> Stated problem
Take the listing and print it in full, exactly as given.

* * * * * * *

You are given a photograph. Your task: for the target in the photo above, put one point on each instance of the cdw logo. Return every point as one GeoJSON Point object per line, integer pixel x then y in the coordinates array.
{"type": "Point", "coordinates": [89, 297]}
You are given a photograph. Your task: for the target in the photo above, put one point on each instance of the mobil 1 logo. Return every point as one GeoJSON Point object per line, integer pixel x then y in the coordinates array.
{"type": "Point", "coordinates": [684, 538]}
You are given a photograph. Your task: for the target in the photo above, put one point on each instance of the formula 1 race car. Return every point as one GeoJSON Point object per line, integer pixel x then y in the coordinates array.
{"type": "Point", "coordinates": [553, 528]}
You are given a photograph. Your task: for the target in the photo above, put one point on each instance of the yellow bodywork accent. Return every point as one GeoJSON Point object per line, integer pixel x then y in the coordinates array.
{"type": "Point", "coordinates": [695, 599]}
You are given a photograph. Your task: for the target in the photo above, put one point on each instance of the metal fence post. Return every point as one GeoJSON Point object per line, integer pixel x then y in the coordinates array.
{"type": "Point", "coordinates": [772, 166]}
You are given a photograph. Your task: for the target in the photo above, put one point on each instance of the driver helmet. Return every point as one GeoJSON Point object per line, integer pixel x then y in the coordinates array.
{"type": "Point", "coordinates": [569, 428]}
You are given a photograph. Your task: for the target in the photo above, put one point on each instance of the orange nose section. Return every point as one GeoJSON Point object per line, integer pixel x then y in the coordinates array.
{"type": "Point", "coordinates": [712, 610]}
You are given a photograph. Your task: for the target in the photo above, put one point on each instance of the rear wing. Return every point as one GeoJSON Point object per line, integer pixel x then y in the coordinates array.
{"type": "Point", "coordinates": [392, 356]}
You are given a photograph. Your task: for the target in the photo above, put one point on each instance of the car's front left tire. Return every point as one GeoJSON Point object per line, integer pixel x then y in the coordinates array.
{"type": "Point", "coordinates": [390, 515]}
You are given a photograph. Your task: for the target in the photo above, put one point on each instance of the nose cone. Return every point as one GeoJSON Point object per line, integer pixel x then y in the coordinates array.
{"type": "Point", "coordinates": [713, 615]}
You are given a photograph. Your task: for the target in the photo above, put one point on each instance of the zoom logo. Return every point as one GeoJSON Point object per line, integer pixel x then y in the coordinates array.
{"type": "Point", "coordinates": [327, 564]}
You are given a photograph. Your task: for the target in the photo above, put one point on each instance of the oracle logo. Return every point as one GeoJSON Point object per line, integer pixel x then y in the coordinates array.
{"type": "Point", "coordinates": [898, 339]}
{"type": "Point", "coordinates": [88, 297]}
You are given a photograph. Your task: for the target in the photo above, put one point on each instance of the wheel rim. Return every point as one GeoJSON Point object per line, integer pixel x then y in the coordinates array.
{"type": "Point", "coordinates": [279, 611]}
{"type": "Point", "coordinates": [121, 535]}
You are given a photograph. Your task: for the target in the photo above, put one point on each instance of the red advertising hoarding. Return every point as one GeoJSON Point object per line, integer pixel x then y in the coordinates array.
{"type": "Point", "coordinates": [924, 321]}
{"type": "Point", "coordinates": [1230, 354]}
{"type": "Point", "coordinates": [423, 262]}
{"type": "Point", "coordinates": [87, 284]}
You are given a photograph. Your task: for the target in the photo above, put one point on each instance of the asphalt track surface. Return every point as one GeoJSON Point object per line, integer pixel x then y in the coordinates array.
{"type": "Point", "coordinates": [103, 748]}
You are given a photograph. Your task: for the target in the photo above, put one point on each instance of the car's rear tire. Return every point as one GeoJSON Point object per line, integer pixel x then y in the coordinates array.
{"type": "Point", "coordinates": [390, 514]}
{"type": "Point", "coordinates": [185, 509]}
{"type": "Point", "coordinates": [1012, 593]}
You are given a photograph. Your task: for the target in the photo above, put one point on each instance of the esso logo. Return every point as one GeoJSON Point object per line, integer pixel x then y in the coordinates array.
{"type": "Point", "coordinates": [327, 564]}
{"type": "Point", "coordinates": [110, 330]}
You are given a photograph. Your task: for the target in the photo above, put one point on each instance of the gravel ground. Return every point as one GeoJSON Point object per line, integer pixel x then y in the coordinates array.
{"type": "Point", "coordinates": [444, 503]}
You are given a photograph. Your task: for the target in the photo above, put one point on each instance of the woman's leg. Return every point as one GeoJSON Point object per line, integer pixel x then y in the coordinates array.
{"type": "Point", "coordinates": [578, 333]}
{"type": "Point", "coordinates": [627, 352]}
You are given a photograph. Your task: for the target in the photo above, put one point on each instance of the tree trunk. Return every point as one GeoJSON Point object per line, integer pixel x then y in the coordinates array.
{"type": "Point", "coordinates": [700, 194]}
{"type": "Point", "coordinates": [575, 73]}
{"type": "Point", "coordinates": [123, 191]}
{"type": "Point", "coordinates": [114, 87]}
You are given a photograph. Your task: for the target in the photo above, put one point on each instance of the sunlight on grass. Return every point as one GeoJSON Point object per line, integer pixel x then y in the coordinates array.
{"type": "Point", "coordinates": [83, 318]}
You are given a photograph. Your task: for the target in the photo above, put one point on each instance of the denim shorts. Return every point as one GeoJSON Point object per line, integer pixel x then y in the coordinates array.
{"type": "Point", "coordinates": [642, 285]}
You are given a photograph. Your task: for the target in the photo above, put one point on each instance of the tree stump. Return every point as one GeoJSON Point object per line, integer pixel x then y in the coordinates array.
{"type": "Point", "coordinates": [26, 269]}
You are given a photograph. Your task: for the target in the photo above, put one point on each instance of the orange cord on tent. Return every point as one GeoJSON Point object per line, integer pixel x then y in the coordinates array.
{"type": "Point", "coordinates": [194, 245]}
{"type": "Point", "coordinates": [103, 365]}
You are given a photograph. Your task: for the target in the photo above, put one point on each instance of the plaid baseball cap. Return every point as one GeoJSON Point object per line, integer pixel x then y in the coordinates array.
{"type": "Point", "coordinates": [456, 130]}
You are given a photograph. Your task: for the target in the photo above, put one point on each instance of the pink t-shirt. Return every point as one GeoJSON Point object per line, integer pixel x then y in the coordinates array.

* * * * * * *

> Exercise output
You are given a photograph. Your task: for the target in the photo above, put one point on each instance of the cdw logo. Return every point as one GeoJSON Point object per line, integer pixel x then y in the coordinates array.
{"type": "Point", "coordinates": [89, 297]}
You are given a photograph. Your task: for the target in the photo above, put one point on each instance of the mobil 1 logo. Return every point as one GeoJSON Point object per line, integer pixel x then y in the coordinates array.
{"type": "Point", "coordinates": [684, 538]}
You are given a photograph. Your task: for the target in the photo above, put one point on each instance of the formula 1 race car. Return every point as one GeoJSON Point object per line, integer pixel x then y in the coordinates array.
{"type": "Point", "coordinates": [553, 528]}
You are given a photograph. Your task: for the target in the photo above, put one point on each instance of the yellow bodywork accent. Return every point as one GeoJSON Point object per line, integer pixel x then y in the coordinates array.
{"type": "Point", "coordinates": [695, 599]}
You are given a photograph. Your task: for the target in the photo above, put one point on each instance of the metal fence post. Return every point as one GeoJSON Point object per line, integer pixel x then y in the coordinates array.
{"type": "Point", "coordinates": [772, 166]}
You are given a photograph. Your task: for the target in the photo above, put one point on each instance of the driver helmet. Return every point as one GeoJSON Point object per line, integer pixel x then y in the coordinates array.
{"type": "Point", "coordinates": [569, 428]}
You are given a photograph. Your task: for the target in the photo above, put one point on each instance of the orange nose section. Return every point as one GeoJSON Point object per line, integer pixel x then y in the coordinates array.
{"type": "Point", "coordinates": [712, 610]}
You are given a photograph. Your task: for the target in the photo above, put one point on each instance of the rear wing. Return every point as one GeoJSON Point object per line, integer pixel x then y in the coordinates array.
{"type": "Point", "coordinates": [392, 356]}
You are given a photograph. Your task: for the target in the photo above, put one point on each instance of the car's front left tire. Return every point as one GeoJSON Point object per line, integer pixel x then y in the coordinates array.
{"type": "Point", "coordinates": [390, 515]}
You are given a photograph. Your task: for the target in the photo above, put one point on each instance of the nose cone. Return every point as one GeoJSON Point object per line, integer pixel x then y in the coordinates array.
{"type": "Point", "coordinates": [713, 615]}
You are given a photograph. Your task: for the target in the photo above, put one point on each instance of the zoom logo. Return every point as one GeoJSON Point object per line, integer pixel x then y in the coordinates array.
{"type": "Point", "coordinates": [327, 564]}
You are given a photograph. Your task: for the target in the photo above, put one point on each instance of the oracle logo. Return every point as one GeoJSON Point object per line, integer pixel x then y in the coordinates array.
{"type": "Point", "coordinates": [898, 339]}
{"type": "Point", "coordinates": [88, 297]}
You are given a photograph. Your task: for the target in the photo above, put one point on each instance of the wheel rim. Return every point as one GeoJSON Point object per line, integer pixel x then y in the coordinates array.
{"type": "Point", "coordinates": [279, 611]}
{"type": "Point", "coordinates": [121, 535]}
You are given a photograph. Your task: for the target in the photo above, put one point on each instance of the red advertising hoarding. Return every point as one GeoJSON Point object per line, integer pixel x then y in the coordinates array.
{"type": "Point", "coordinates": [924, 321]}
{"type": "Point", "coordinates": [1230, 354]}
{"type": "Point", "coordinates": [423, 262]}
{"type": "Point", "coordinates": [87, 284]}
You are given a photograph. Your task: for the target in the photo above, put one point on each instance of the asphalt track surface. Return every point as one GeoJSON Point object per line, integer pixel x then y in the coordinates array.
{"type": "Point", "coordinates": [103, 748]}
You are given a photograph. Your task: for the target in the photo above, put one point on each instance of the car's rear tire. Return every point as one GeoJSON Point object per line, integer pixel x then y in the coordinates array.
{"type": "Point", "coordinates": [390, 514]}
{"type": "Point", "coordinates": [185, 509]}
{"type": "Point", "coordinates": [1012, 593]}
You are given a photograph. Your task: for the target in the photo above, put one point on each instance of the esso logo. Return every point as one GeoJSON Point object per line, integer pixel x then y in the coordinates array.
{"type": "Point", "coordinates": [327, 564]}
{"type": "Point", "coordinates": [110, 330]}
You are given a photograph. Your task: for the target in the photo above, put one point on each instance of the gravel ground. Return every point as one GeoJSON Point object per line, integer pixel x then y in the coordinates array.
{"type": "Point", "coordinates": [444, 503]}
You are given a photograph. Your task: for the target in the photo above, put one point on each instance of the woman's leg. Return every point as one GeoJSON Point object per line, integer pixel x then y in the coordinates array.
{"type": "Point", "coordinates": [578, 333]}
{"type": "Point", "coordinates": [627, 352]}
You are given a photograph. Your task: for the target in the photo above, put one point on each instance of the tree trunk. Return every point as one GeoJSON Point object per line, integer pixel x then y in the coordinates array.
{"type": "Point", "coordinates": [700, 194]}
{"type": "Point", "coordinates": [575, 73]}
{"type": "Point", "coordinates": [123, 191]}
{"type": "Point", "coordinates": [114, 87]}
You are given a photograph. Your task: for the target in the photo above, put one point on each instance of the sunlight on grass. Return every point as one GeoJSON Point object per line, integer pixel x then y in the coordinates array.
{"type": "Point", "coordinates": [83, 318]}
You are given a photograph. Your task: for the target in the photo above, put one point on each instance of the denim shorts. Return every point as one GeoJSON Point object per line, integer pixel x then y in the coordinates array.
{"type": "Point", "coordinates": [642, 285]}
You are given a photograph. Your task: for the target in the photo above, put one point on each instance of the tree stump. Return every point as one GeoJSON Point object per line, integer pixel x then y in the coordinates array.
{"type": "Point", "coordinates": [26, 269]}
You are given a photograph. Your task: for the target in the photo above, put one point on each instance of the orange cord on tent. Return every point as one GeoJSON Point object per line, integer pixel x then y in the coordinates array.
{"type": "Point", "coordinates": [194, 245]}
{"type": "Point", "coordinates": [103, 365]}
You are given a photograph. Your task: for the target in the photo above, put one point on each instance of the plaid baseball cap. Return every point as one GeoJSON Point object per line, integer pixel x then y in the coordinates array.
{"type": "Point", "coordinates": [456, 130]}
You are given a photograph. Your task: for the target in the photo above, put one point on each instance of the pink t-shirt. Return every point as one GeoJSON Point object per line, integer pixel x then y in the coordinates array.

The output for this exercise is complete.